Study material Block Start
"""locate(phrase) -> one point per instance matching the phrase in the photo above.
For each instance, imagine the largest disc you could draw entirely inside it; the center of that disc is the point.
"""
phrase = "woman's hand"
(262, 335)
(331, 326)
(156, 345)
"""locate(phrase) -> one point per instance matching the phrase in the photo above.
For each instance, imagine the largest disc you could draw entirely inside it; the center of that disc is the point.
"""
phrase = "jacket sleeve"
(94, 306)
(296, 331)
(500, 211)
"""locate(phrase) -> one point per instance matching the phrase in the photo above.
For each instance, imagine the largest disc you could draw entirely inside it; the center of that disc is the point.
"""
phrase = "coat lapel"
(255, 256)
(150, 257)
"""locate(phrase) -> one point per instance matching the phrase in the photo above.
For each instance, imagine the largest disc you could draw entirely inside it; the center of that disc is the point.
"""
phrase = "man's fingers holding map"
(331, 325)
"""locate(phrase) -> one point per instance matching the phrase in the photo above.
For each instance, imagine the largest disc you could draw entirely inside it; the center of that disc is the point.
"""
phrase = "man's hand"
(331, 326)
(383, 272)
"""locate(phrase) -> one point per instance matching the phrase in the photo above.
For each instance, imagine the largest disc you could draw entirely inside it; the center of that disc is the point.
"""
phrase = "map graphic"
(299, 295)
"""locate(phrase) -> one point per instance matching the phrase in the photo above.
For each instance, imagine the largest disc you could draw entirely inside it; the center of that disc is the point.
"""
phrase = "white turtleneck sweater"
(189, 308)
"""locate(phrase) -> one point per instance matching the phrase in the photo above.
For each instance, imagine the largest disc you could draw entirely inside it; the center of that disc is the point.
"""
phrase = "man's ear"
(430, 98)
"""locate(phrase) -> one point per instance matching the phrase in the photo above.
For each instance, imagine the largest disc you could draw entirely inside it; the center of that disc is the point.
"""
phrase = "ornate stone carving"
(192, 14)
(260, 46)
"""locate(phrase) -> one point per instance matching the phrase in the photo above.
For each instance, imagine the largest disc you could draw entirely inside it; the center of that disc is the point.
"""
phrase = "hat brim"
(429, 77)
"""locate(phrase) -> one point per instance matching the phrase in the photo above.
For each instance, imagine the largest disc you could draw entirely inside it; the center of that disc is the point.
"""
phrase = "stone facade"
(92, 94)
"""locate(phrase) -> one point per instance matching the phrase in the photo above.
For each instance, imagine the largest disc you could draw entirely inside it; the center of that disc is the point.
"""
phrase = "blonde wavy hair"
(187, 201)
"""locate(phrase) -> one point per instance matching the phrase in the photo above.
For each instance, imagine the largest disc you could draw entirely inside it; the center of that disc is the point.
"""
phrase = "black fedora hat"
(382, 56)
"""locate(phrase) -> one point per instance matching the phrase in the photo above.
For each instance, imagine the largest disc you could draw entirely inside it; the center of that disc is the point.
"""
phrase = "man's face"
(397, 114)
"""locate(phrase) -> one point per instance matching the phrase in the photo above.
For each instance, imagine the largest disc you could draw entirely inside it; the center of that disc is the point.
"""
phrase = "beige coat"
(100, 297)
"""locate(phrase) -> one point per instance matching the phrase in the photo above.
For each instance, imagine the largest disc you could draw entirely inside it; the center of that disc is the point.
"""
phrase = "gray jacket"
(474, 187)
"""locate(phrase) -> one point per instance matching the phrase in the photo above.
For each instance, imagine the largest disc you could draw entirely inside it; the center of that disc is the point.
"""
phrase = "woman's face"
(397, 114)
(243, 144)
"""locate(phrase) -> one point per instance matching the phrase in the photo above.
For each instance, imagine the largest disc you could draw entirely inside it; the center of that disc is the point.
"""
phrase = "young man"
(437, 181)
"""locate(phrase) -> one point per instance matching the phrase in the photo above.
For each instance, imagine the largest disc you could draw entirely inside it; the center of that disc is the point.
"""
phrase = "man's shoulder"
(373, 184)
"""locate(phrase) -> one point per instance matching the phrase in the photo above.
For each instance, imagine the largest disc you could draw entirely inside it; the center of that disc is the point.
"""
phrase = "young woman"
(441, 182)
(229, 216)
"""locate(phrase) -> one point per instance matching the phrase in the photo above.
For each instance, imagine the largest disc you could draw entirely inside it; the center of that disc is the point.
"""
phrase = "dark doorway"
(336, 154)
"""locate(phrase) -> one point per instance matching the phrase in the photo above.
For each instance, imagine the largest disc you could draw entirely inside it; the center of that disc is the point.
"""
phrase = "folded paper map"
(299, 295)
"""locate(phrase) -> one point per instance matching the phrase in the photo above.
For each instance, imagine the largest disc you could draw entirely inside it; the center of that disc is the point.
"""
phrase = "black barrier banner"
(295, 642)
Study material Block End
> _Problem description_
Once you have read the records above, write them out again exactly.

> _Response to this task_
"""locate(phrase) -> one point per instance matching the phrase in the photo above.
For each instance, imagine the largest disc you could draw entirely inside it; the center of that disc is the point.
"""
phrase = "woman's hand"
(262, 335)
(331, 326)
(156, 345)
"""locate(phrase) -> one point per instance matching the phrase in the photo above.
For each instance, imagine the largest disc you could draw entirely inside it; the center of that disc is the point.
"""
phrase = "jacket sleeve"
(94, 306)
(296, 331)
(500, 211)
"""locate(phrase) -> one point per instance matching the phrase in the photo above.
For each instance, imagine the largest disc you could draw entirely inside it; the center of that disc is the point.
"""
phrase = "coat lapel"
(255, 256)
(150, 257)
"""locate(phrase) -> one point per instance matching the phrase in the photo above.
For each instance, imagine the largest disc you could draw entirely inside it; the center of that disc is the point.
"""
phrase = "man's fingers holding map"
(331, 325)
"""locate(phrase) -> one point per instance matching the phrase in the photo above.
For each instance, imagine the largest disc you could draw entirely inside it; the center of that disc is the point.
"""
phrase = "man's hand"
(331, 326)
(383, 272)
"""locate(phrase) -> one point per instance matching the phrase in the photo above.
For each instance, imagine the largest disc you could draw entirely inside it; the center of that disc is the point.
"""
phrase = "map graphic"
(299, 295)
"""locate(phrase) -> one point per instance matching the phrase in the photo above.
For each instance, imagine the largest disc you could draw entirely inside it; the center of that disc is the point.
"""
phrase = "white turtleneck sweater"
(189, 308)
"""locate(phrase) -> one point per instance matching the phrase in the photo above.
For each instance, imagine the largest disc you could draw entirely inside it; the center of that disc is the point.
"""
phrase = "man's ear"
(430, 98)
"""locate(phrase) -> one point per instance matching the phrase in the photo above.
For each instance, imagine the largest disc you could draw entirely inside it; the center of that disc is the point.
"""
phrase = "ornate stone carving"
(192, 14)
(260, 46)
"""locate(phrase) -> one point per instance matching the phrase in the photo above.
For each instance, imagine the largest disc you could draw entirely inside it; the center of that disc is the point.
"""
phrase = "hat brim"
(429, 77)
"""locate(phrase) -> one point per instance matching the phrase in the photo above.
For each instance, imagine the largest disc you could draw entirely inside it; the center of that disc is the point.
"""
phrase = "stone facade"
(92, 94)
"""locate(phrase) -> one point per instance matching the phrase in the photo above.
For each instance, imagine the largest disc you could draw entirely inside it; the center of that disc is the point.
"""
phrase = "blonde wavy hair"
(187, 201)
"""locate(phrase) -> one point per instance matching the phrase in the photo above.
For each instance, imagine the largest disc you could draw entirely inside it; the center of that disc is the point.
"""
phrase = "black fedora hat"
(382, 56)
"""locate(phrase) -> one point per instance matching the phrase in the photo above.
For each instance, imagine the largest disc you could draw entirely inside it; the center of that disc is the point.
"""
phrase = "man's face"
(397, 114)
"""locate(phrase) -> one point per instance matching the phrase in the photo above.
For each instance, imagine the largest disc you could draw entirely inside it; the center of that disc is the point.
"""
phrase = "beige coat"
(100, 297)
"""locate(phrase) -> one point per instance matching the phrase in the photo above.
For each instance, imagine the largest disc you could draw entirely inside it; the center of that disc is the point.
"""
phrase = "gray jacket"
(474, 187)
"""locate(phrase) -> one point per instance matching the phrase in the photo above.
For each instance, imagine the largest disc you could draw entirely inside it; the center of that disc is the point.
"""
phrase = "woman's face"
(397, 114)
(243, 144)
"""locate(phrase) -> one point per instance matching the phrase in the photo above.
For each instance, imagine the largest disc you could draw entirely inside it; the center of that disc is the point.
"""
phrase = "young man"
(437, 181)
"""locate(phrase) -> one point per instance matching the phrase in the photo above.
For each instance, imagine the largest disc you could draw entirely inside it; the center of that disc is the point.
"""
phrase = "man's shoulder"
(373, 184)
"""locate(phrase) -> one point per instance matching the phrase in the photo above.
For each instance, imagine the largest disc you could draw entirely inside it; the center of that disc is the point.
"""
phrase = "young woman"
(441, 182)
(229, 216)
"""locate(phrase) -> one point per instance matching the phrase in the photo above.
For each instance, imagine the largest disc you could draw entirely inside it; the center of that disc is the point.
"""
phrase = "dark doorway"
(336, 154)
"""locate(phrase) -> one point per instance matching the phrase in the photo above.
For each instance, imagine the largest disc you could draw entirely inside it; the center of that disc is the point.
"""
phrase = "folded paper map"
(299, 295)
"""locate(phrase) -> one point per instance matching the phrase in the photo above.
For each instance, imagine the largest disc you could draw entirely inside it; the center of that disc is the point.
"""
phrase = "black barrier banner"
(295, 642)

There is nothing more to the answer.